• ASSIGNMENT:
Go through the data and copy every line in which "daffodil" appears.

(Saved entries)
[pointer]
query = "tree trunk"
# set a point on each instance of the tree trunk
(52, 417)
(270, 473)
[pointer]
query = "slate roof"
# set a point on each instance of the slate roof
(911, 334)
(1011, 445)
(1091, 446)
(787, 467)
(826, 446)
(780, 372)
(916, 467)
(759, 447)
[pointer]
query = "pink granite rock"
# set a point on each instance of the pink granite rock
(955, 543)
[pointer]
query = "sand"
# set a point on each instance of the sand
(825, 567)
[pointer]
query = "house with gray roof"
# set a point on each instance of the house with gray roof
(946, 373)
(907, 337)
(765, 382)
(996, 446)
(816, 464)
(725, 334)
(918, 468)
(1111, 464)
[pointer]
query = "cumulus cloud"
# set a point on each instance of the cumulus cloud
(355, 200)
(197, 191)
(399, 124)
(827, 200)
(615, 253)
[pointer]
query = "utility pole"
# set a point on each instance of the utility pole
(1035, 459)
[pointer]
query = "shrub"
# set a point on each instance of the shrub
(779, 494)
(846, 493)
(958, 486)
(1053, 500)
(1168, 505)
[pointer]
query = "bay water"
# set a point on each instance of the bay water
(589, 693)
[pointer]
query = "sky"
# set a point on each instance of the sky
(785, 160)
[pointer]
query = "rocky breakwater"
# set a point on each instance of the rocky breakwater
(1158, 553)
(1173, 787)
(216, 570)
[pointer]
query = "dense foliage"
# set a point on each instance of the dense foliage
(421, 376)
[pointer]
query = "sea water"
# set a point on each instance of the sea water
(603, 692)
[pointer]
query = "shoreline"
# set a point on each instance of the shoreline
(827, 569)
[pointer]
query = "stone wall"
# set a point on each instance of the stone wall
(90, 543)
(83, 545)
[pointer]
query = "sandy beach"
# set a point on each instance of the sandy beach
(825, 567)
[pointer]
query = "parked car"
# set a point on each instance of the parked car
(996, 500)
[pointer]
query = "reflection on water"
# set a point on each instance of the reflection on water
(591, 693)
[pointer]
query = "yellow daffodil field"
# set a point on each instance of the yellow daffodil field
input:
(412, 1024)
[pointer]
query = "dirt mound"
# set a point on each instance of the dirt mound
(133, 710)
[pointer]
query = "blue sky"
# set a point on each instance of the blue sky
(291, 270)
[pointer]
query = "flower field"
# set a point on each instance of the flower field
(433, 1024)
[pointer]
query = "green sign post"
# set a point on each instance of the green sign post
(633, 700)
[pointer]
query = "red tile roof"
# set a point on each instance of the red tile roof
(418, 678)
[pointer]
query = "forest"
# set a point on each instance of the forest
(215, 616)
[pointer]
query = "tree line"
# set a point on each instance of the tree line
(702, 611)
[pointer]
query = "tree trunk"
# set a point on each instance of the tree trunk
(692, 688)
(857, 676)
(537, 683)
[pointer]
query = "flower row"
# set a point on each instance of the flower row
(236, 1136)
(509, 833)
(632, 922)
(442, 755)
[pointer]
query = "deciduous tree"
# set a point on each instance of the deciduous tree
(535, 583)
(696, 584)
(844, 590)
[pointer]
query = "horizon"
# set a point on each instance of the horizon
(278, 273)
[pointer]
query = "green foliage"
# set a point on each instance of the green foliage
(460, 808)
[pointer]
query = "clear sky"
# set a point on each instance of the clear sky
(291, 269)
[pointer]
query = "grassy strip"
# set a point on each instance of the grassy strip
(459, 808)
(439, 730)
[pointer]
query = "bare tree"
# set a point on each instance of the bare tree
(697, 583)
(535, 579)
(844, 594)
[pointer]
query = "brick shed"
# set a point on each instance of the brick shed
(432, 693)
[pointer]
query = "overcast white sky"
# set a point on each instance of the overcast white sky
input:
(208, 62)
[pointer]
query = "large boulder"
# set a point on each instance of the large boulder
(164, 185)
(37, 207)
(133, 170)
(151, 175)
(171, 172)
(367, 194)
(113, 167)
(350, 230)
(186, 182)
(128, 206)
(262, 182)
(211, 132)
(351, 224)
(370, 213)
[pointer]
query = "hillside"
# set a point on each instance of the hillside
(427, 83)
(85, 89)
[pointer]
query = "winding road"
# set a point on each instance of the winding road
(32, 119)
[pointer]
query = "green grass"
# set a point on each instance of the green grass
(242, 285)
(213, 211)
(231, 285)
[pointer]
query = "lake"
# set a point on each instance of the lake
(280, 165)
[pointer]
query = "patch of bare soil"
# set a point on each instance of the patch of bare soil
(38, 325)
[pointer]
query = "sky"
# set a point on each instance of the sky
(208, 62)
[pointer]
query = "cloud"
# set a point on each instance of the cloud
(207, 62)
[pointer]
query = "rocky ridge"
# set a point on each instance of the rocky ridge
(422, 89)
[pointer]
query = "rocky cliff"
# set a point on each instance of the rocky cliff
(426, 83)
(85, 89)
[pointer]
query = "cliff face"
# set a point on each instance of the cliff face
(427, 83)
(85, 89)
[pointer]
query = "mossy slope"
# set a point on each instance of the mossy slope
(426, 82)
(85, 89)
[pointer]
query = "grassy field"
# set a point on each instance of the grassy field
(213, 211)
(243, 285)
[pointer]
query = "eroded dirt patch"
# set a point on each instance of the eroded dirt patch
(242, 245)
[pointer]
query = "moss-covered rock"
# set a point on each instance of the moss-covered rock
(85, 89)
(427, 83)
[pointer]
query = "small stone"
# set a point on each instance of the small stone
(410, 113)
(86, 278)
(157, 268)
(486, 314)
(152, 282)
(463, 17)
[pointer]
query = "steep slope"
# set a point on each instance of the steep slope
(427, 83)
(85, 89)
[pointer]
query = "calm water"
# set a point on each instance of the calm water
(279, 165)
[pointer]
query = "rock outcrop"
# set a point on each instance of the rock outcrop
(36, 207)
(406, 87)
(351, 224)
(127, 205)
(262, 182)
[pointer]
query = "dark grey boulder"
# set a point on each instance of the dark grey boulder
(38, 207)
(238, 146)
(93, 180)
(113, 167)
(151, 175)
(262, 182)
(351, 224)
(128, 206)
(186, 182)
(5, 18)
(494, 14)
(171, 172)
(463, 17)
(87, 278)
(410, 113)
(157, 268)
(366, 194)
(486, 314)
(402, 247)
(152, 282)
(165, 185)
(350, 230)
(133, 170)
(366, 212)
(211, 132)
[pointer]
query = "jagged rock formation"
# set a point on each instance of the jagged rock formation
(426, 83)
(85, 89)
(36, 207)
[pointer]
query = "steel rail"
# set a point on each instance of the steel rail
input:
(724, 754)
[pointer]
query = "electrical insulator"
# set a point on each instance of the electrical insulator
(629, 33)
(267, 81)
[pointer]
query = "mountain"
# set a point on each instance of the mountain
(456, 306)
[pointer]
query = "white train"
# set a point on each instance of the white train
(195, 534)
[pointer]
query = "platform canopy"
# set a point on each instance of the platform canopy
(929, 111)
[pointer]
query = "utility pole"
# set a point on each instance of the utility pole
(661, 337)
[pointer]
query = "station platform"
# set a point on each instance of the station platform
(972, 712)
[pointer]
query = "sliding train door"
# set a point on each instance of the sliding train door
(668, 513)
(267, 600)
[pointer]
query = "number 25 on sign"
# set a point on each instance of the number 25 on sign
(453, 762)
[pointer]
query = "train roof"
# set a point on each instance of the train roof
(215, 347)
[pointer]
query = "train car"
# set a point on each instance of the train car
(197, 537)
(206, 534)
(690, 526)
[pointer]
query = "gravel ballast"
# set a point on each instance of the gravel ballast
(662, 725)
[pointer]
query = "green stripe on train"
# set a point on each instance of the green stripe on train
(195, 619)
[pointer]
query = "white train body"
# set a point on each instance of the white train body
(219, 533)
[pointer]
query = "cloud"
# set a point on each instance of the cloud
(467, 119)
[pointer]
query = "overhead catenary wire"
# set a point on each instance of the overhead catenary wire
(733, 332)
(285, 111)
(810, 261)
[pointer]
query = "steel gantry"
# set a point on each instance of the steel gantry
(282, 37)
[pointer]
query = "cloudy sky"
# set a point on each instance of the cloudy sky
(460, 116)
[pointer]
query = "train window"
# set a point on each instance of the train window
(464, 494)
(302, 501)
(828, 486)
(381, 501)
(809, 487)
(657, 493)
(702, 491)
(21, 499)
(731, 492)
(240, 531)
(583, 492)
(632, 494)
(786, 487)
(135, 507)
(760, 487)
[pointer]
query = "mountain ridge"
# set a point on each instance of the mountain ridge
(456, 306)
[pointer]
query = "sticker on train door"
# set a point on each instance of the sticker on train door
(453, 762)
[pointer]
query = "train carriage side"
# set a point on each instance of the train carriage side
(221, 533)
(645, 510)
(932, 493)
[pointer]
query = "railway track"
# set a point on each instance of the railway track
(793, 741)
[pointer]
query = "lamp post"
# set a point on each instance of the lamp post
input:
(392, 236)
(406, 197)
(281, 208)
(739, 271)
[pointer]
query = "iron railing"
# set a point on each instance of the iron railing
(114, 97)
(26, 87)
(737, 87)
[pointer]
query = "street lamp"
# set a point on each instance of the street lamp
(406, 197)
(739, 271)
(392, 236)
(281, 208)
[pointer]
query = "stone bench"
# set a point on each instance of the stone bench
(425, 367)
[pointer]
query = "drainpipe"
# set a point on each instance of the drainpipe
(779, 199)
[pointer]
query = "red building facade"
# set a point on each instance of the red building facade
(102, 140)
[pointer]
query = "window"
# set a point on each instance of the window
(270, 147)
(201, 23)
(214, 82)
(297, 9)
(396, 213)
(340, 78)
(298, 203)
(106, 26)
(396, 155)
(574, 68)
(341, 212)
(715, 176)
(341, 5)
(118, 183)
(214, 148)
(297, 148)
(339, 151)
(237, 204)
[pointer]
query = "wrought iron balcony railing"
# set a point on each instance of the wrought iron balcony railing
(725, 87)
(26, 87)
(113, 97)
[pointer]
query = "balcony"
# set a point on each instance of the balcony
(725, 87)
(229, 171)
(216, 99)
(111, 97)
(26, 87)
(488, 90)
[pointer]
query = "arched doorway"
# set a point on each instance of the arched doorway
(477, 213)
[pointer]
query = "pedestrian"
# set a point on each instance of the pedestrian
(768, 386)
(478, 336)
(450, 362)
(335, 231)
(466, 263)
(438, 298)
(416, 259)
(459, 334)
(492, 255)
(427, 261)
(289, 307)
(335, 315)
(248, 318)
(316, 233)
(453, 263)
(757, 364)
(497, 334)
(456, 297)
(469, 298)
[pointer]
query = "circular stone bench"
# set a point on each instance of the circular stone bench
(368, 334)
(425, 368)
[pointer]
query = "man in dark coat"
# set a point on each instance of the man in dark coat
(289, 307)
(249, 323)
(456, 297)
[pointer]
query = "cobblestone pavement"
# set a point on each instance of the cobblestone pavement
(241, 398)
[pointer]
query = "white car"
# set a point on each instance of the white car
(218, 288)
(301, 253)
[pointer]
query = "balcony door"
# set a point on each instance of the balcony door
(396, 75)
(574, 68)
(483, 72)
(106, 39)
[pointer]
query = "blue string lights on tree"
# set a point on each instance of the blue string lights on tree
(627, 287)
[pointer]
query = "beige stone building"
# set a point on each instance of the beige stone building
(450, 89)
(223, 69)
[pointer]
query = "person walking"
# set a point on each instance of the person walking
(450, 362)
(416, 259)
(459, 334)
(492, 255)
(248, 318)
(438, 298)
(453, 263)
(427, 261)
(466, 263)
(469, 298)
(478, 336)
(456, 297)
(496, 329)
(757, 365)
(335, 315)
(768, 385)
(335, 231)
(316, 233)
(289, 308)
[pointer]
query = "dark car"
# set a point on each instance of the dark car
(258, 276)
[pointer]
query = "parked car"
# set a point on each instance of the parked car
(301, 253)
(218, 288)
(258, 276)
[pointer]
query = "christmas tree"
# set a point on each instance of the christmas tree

• COMPLETED EXERCISE:
query = "yellow daffodil field"
# set a point on each instance of the yellow daffodil field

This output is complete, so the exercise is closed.